• Passage to read:
##############################

Sacco needed larger crystals to determine their structure, and he suspected that larger crystals could be grown in microgravity, where the effects of gravity, such as sedi-mentation, are minimized. This proved to be the case when he sent his zeolite crystal growth experiment to be conducted on missions STS-50, in 1992; STS-57, in 1993; and STS-73 in 1995, a mission on which he flew as the payload specialist operating the experiment. Improving hardware for each successive flight made it possible to grow crystals that were at least 200 times the size of crystals grown on Earth and of better quality. "In microgravity, materials come together more slowly, allowing zeolite crystals to form larger and with better order," says Sacco. He hopes to learn more about the physical and chemical mechanisms for zeolite nucleation to be able to better control nucleation on Earth. Understanding nucleation also may help him to determine how to control the location of aluminum atoms within the silica framework to affect the solid acid properties of zeo-type materials used in the petrochemical industries, and to better deter-mine locations for cations, the materials that can be used to block the pores of zeolites.

Above: Zeolites grown on Earth range in size from 2 to 8 microns (left). In microgravity, the crystals can grow to at least 200 times this size, allowing researchers a better view of their unique structure. Credit: CAMMP. Source: OBPR Space Research Newsletter, September 2002 (Vol. 1, No. 4) (http://spaceresearch.nasa.gov/docs/spaceresearch_fall2002.pdf) .

The zeolite crystal growth experiment will fly with advanced hardware on STS-107, scheduled for launch in late 2002/early 2003. The hardware consists of sample tubes that hold the components that form zeolites and the Zeolite Crystal Growth Furnace, a furnace unit used to process the samples. The mixing protocol will vary with each sample to optimize the formation of only the desired zeolite - not others of less industrial interest. Finding the right mix requires that these solutions, which begin to react on contact, are uniform in concentration across the sample tube volume. Once mixing is complete, the samples will then be placed in the furnace for automated processing. The samples, which Sacco hopes will include crystals up to 1,000 times their normal size on Earth, will be examined after their return from orbit.

Zeolite crystals also are being grown on the International Space Station (ISS). Conducting zeolite experiments on the ISS allows crystals to grow for longer periods, resulting in even larger and more structurally perfect crystals. This will make it easier for scientists to study the internal structure of different types of zeolites. The space station also will allow scientists to study results and repeat experiments, modifying experiment conditions to improve the quality of crystals, which is the same iterative process used when conducting investigations in ground-based laboratories.

##############################

Rows from a pointing dataset
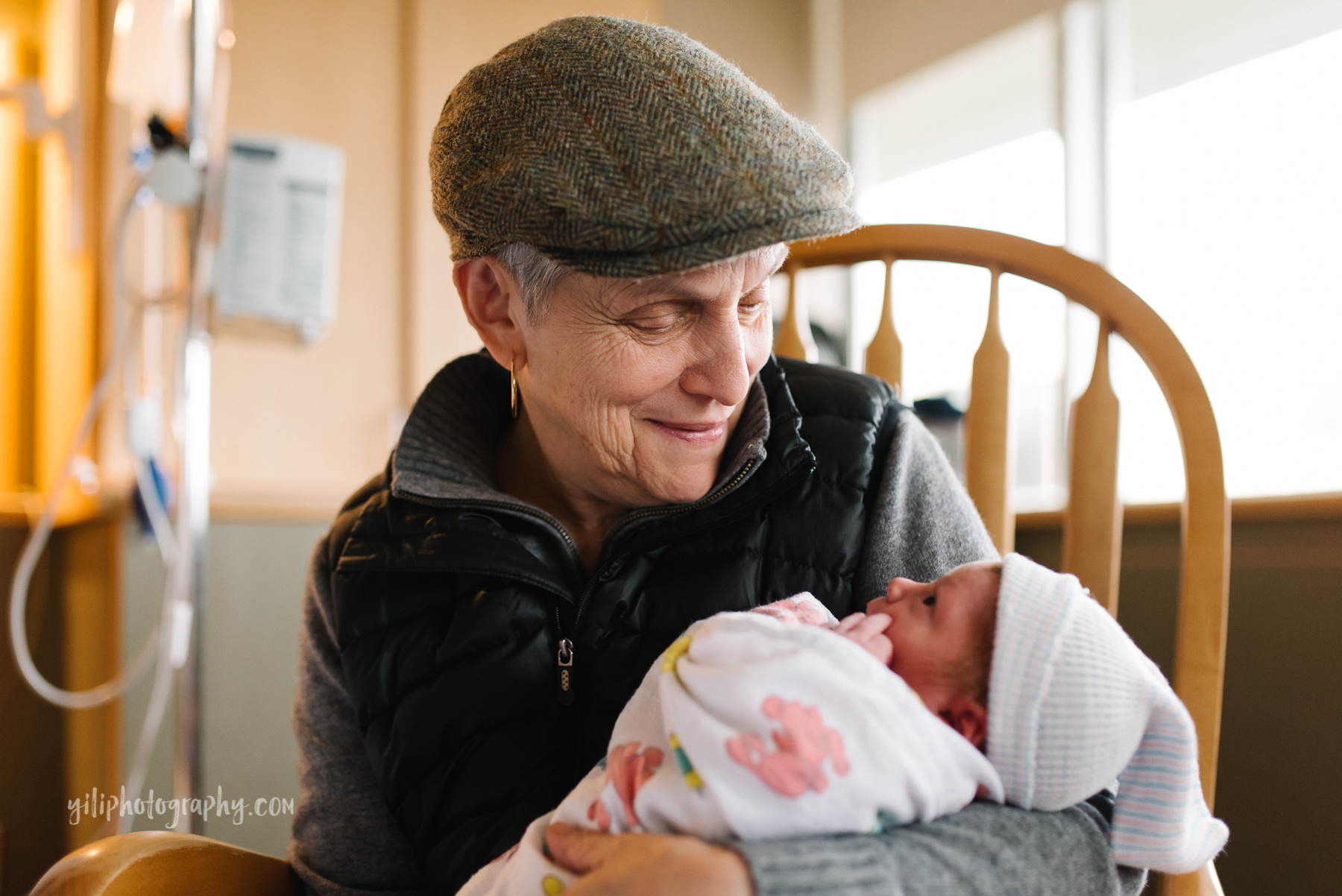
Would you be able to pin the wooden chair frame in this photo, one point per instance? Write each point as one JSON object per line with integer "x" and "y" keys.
{"x": 168, "y": 862}
{"x": 1093, "y": 521}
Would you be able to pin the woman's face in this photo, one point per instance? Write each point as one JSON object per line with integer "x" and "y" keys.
{"x": 634, "y": 387}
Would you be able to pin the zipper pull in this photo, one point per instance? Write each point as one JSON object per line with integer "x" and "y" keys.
{"x": 565, "y": 663}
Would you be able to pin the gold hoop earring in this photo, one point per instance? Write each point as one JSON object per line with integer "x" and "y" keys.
{"x": 511, "y": 373}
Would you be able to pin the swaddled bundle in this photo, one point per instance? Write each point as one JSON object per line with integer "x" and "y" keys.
{"x": 772, "y": 725}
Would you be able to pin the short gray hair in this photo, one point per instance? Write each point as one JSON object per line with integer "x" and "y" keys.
{"x": 536, "y": 274}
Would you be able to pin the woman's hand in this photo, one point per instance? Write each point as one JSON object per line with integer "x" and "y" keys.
{"x": 646, "y": 864}
{"x": 869, "y": 632}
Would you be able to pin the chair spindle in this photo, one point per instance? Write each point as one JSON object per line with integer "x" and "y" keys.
{"x": 793, "y": 340}
{"x": 986, "y": 444}
{"x": 885, "y": 353}
{"x": 1093, "y": 525}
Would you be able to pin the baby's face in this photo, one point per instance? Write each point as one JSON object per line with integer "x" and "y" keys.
{"x": 939, "y": 627}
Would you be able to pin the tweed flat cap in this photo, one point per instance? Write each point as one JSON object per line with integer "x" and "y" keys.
{"x": 626, "y": 149}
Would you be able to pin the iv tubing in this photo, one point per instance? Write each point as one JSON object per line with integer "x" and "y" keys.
{"x": 42, "y": 531}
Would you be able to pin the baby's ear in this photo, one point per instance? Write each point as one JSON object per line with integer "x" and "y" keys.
{"x": 968, "y": 716}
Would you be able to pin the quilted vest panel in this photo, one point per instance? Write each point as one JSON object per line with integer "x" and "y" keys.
{"x": 449, "y": 617}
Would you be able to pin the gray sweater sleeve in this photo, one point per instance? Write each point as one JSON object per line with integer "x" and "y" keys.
{"x": 924, "y": 525}
{"x": 342, "y": 829}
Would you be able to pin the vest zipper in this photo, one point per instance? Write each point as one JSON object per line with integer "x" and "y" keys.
{"x": 564, "y": 656}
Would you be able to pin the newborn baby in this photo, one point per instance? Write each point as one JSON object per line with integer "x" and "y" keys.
{"x": 1003, "y": 681}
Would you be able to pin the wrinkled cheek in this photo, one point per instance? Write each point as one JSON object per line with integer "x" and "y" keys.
{"x": 610, "y": 436}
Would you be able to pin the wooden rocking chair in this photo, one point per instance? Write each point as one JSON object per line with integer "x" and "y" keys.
{"x": 161, "y": 864}
{"x": 1093, "y": 523}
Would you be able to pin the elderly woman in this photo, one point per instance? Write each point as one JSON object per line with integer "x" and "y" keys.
{"x": 623, "y": 459}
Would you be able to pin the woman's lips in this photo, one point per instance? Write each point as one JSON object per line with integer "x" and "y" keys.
{"x": 696, "y": 434}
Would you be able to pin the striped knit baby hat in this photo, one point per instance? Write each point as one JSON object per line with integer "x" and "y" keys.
{"x": 1074, "y": 704}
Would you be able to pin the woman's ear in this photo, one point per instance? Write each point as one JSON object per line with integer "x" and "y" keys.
{"x": 494, "y": 306}
{"x": 968, "y": 716}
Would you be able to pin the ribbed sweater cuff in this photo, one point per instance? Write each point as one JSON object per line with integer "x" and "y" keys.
{"x": 828, "y": 865}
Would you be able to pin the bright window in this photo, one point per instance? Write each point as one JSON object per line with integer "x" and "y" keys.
{"x": 1227, "y": 219}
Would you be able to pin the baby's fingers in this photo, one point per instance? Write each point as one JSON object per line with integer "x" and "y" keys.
{"x": 850, "y": 622}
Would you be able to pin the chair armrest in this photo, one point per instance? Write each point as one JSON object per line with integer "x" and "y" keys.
{"x": 164, "y": 862}
{"x": 1199, "y": 883}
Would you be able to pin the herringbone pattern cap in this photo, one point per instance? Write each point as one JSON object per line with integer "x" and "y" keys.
{"x": 626, "y": 149}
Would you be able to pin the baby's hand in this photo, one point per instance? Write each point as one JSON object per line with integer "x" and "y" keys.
{"x": 869, "y": 632}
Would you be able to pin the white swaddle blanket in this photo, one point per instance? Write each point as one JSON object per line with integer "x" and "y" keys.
{"x": 761, "y": 725}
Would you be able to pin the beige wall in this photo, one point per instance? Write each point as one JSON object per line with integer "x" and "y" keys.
{"x": 295, "y": 428}
{"x": 300, "y": 426}
{"x": 885, "y": 40}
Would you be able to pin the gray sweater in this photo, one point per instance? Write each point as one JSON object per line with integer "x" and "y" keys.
{"x": 347, "y": 842}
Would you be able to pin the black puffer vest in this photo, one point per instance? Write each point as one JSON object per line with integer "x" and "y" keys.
{"x": 449, "y": 617}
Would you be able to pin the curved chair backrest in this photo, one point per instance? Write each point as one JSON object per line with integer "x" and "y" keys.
{"x": 1093, "y": 521}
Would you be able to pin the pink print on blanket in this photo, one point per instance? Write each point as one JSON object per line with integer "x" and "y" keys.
{"x": 626, "y": 772}
{"x": 804, "y": 743}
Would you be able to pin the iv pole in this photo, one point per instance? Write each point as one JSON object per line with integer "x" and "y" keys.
{"x": 204, "y": 139}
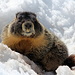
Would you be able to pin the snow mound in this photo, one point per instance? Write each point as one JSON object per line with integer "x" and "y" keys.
{"x": 12, "y": 63}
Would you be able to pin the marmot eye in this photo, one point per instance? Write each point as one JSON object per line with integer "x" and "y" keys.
{"x": 20, "y": 16}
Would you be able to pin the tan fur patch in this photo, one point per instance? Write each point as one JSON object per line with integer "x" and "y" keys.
{"x": 25, "y": 43}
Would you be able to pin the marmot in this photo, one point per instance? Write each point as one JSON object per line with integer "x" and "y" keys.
{"x": 26, "y": 35}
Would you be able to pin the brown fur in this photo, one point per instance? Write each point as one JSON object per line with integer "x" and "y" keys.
{"x": 43, "y": 47}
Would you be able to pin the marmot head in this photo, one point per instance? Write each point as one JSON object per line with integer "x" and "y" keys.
{"x": 26, "y": 25}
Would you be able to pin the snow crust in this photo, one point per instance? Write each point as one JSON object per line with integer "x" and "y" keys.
{"x": 56, "y": 15}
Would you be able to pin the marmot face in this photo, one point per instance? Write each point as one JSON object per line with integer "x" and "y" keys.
{"x": 26, "y": 25}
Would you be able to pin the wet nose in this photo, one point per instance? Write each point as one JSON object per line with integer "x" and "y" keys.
{"x": 28, "y": 25}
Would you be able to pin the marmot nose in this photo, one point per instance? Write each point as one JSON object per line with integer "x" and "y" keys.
{"x": 28, "y": 25}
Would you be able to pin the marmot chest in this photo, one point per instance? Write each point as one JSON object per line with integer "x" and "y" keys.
{"x": 26, "y": 45}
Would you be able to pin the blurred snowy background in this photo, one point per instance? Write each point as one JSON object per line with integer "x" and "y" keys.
{"x": 56, "y": 15}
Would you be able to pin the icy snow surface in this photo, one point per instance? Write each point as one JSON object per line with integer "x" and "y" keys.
{"x": 56, "y": 15}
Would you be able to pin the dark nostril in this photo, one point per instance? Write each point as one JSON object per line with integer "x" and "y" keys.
{"x": 28, "y": 25}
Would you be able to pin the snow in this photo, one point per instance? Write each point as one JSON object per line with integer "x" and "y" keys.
{"x": 12, "y": 63}
{"x": 56, "y": 15}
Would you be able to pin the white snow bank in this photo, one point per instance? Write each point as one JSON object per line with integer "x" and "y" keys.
{"x": 12, "y": 63}
{"x": 64, "y": 70}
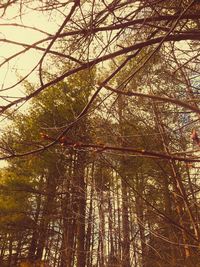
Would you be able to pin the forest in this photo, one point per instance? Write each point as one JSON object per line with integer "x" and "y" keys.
{"x": 99, "y": 133}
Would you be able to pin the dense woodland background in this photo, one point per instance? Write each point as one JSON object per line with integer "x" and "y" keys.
{"x": 101, "y": 150}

##############################

• Task directions: Extend the passage on growing zeolite crystals in microgravity, picking up after its final sentence. The rows have no part in what comes next.

• Expected answer:
The hardware for these studies on the ISS, the Improved Zeolite Electronic Control System (IZECS), was flown to the ISS on STS-108 in December 2001. This advanced hardware includes a set of 19 Teflon-lined aluminum or titanium autoclaves that fit inside the furnace. Inside each autoclave, a motor will mix the two solutions according to procedure and protocol commands sent by scientists working on the ground in the CAMMP remote operations center. The earthbound scientists also issue computer commands to the furnace to heat the samples.

The first set of samples for processing in the IZECS was carried to the space station on STS-110 in April 2002. Although a back-up system failed, the primary control system was able to process the samples. The first set of samples for postflight analysis was returned to Earth on STS-111 in June 2002. To date, half of the samples have been analyzed, and scientists have found crystals that are larger and of slightly better morphology than their Earth-grown counterparts. However, indications are that a number of samples were not mixed to completion. The reason for this inadequate mixing is being determined.

Applications on Earth

The work that Sacco and his team are doing could help them learn how to control zeolite structure to make them more effective miniature sieves, traps, and storage tanks. Zeolites form the backbone of industrial chemical processing. Sacco says, "Zeolites are now the most used material for catalysis in the chemical processing industry," and virtually all the world's gasoline is produced or upgraded using zeolites as catalysts in the refining process. Zeolites break up large, heavy oil molecules, making them smaller, and add hydrogen to the structure of the oil molecules so they burn more effectively. This function is related to the distribution of the aluminum atoms within the silica framework and is critical to improving the amount of these molecules that can be "upgraded." Industry wants to improve zeolite crystals so that more gasoline can be produced from a barrel of oil, making the industry more efficient and thus reducing America's dependence on foreign oil.

"Fine-tuning the structure of the zeolites to get more gasoline out of a barrel of oil during the refining process by as little as 1 percent would result in a $400 million [positive] swing in our [national] balance of payments," says Sacco. Zeolite improvements also can be applied to detergents, optical cables, gas and vapor detection, environ- mental monitoring and control, and chemical production techniques that reduce hazardous by-products.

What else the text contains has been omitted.